_Exercise:_ Write each line of the material exactly as given, from the top through the line that contains "Where can the tree", and omit all pictures.

####################

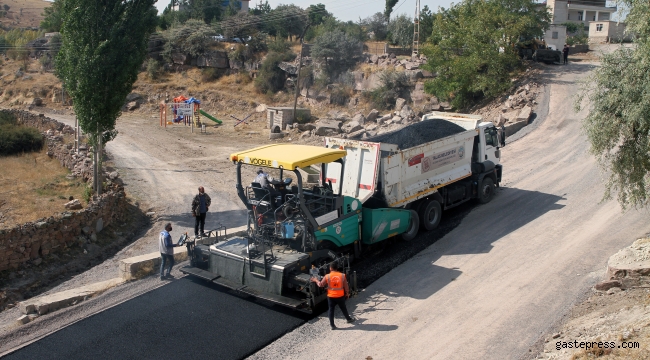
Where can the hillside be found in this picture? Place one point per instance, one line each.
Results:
(29, 16)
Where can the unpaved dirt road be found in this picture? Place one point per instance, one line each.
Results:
(507, 274)
(163, 167)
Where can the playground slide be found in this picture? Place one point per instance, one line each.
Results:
(210, 117)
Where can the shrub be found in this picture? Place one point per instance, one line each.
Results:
(270, 78)
(210, 74)
(153, 69)
(394, 85)
(16, 139)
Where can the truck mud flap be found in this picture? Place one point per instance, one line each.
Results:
(205, 275)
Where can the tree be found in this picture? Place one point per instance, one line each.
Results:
(401, 31)
(240, 25)
(337, 51)
(104, 45)
(473, 47)
(317, 14)
(288, 20)
(390, 4)
(52, 17)
(191, 38)
(618, 123)
(426, 23)
(377, 24)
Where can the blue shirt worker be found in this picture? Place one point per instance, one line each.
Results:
(166, 251)
(200, 206)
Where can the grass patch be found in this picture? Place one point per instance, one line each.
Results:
(36, 187)
(15, 138)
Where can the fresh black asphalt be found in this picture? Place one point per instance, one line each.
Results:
(185, 319)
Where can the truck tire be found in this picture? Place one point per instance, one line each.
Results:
(486, 190)
(412, 231)
(430, 214)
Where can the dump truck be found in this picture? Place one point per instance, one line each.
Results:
(426, 178)
(368, 192)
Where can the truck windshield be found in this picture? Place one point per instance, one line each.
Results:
(491, 138)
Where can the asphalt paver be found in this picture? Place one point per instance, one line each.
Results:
(185, 319)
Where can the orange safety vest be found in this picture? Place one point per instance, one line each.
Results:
(335, 281)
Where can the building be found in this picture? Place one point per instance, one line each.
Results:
(177, 6)
(582, 11)
(607, 31)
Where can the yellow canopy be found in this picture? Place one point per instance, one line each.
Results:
(288, 156)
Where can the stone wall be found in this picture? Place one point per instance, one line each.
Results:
(32, 240)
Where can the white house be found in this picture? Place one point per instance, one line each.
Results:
(582, 11)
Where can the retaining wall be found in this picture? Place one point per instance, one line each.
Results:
(32, 240)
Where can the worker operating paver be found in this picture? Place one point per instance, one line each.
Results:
(337, 292)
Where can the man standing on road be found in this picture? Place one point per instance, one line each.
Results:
(166, 251)
(337, 292)
(200, 206)
(565, 52)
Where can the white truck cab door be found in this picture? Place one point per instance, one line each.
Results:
(490, 141)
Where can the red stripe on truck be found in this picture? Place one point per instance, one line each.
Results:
(416, 159)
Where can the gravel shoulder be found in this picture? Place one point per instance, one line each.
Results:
(508, 273)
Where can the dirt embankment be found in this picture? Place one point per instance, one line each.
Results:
(614, 321)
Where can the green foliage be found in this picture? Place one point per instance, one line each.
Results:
(285, 21)
(210, 74)
(317, 14)
(53, 19)
(473, 47)
(401, 31)
(394, 85)
(427, 17)
(618, 123)
(15, 139)
(337, 51)
(104, 46)
(153, 69)
(251, 51)
(191, 38)
(204, 10)
(240, 25)
(378, 24)
(270, 78)
(390, 4)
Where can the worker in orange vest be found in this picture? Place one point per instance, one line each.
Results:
(337, 292)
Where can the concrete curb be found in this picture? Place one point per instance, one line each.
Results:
(144, 265)
(132, 268)
(49, 303)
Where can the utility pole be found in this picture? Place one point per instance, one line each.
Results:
(416, 30)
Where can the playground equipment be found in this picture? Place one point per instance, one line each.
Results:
(186, 111)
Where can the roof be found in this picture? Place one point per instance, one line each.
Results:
(288, 156)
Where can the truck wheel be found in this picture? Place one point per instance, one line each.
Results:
(430, 213)
(412, 231)
(486, 190)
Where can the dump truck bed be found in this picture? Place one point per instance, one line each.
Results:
(406, 175)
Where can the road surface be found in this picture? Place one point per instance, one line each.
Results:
(508, 273)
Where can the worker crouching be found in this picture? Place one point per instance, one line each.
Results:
(338, 291)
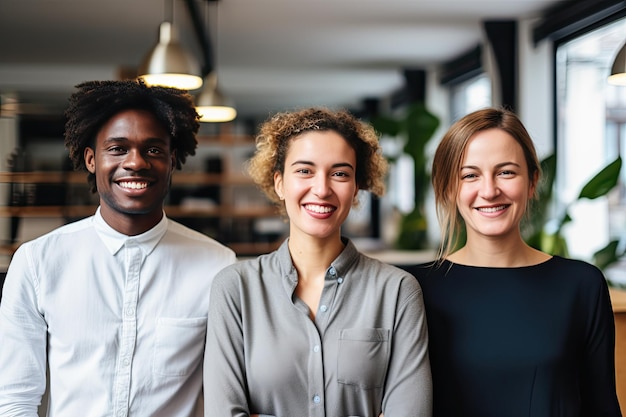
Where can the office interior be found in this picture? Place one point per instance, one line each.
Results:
(550, 65)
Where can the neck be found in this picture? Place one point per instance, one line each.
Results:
(498, 253)
(311, 257)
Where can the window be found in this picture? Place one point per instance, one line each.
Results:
(591, 126)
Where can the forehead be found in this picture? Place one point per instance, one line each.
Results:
(319, 144)
(493, 145)
(133, 124)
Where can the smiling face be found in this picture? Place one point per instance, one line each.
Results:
(318, 184)
(133, 163)
(494, 186)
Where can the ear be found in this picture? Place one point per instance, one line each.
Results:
(533, 186)
(278, 185)
(90, 159)
(173, 157)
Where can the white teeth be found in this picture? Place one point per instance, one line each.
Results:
(491, 209)
(133, 185)
(318, 209)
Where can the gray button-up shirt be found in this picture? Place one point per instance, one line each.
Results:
(365, 353)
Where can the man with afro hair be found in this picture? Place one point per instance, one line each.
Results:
(108, 314)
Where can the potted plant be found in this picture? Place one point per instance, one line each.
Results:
(552, 240)
(416, 126)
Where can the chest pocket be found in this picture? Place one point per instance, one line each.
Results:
(179, 345)
(363, 357)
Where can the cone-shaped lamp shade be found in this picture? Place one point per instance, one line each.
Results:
(618, 70)
(169, 65)
(211, 104)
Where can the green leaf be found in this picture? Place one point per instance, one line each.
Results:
(603, 182)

####################

_Response box:_
Where can the hillside be found in this picture? Place one point per instance, one line each.
Results:
(29, 16)
Where can the unpaved dirt road be found in this picture? Place one point per instance, one line each.
Results:
(507, 274)
(163, 167)
Where can the playground slide be found in this picture? Place one point per instance, one line each.
Results:
(210, 117)
Where can the shrub be found in this picture? Place one point per instance, one line each.
Results:
(270, 78)
(210, 74)
(153, 69)
(394, 85)
(16, 139)
Where can the truck mud flap be found in this picture? Place one point per instance, one line each.
Results:
(205, 275)
Where can the tree be found in this picture? Place one point per instance, one line each.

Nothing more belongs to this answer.